Given data:
start
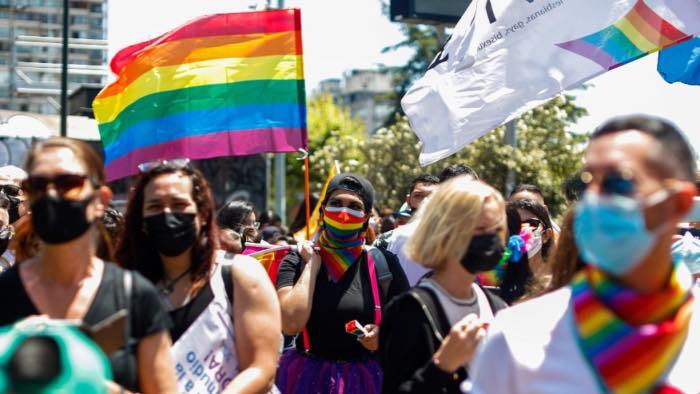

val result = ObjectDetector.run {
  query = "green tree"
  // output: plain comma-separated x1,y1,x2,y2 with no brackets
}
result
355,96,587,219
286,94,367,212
end
start
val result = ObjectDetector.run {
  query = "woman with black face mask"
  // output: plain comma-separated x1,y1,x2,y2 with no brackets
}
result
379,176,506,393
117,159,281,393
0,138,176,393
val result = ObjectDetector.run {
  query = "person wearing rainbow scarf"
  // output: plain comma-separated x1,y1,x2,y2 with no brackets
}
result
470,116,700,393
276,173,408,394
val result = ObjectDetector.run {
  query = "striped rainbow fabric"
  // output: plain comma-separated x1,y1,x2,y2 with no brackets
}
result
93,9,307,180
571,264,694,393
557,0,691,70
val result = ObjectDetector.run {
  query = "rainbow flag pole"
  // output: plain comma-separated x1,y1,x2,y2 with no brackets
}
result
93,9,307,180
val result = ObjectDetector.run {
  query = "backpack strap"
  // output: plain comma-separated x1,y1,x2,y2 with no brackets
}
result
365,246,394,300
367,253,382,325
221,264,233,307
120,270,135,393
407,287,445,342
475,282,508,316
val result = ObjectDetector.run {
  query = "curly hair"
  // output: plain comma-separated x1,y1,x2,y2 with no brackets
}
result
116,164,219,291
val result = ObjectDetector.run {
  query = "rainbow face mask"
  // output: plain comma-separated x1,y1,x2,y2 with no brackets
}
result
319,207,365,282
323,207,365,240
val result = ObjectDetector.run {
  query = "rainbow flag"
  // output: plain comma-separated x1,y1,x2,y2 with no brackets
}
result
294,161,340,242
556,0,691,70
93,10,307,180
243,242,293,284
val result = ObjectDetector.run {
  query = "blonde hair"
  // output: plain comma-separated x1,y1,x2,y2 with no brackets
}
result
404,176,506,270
end
Your instructions:
Return each line in the data above that contains the string "rainbow".

Reply to the task:
  query = "person wearing rainbow scarf"
  query = "striped rainbow fabric"
  query = "rainbow flag pole"
  query = "rainbow face mask"
  query = "rainbow flag"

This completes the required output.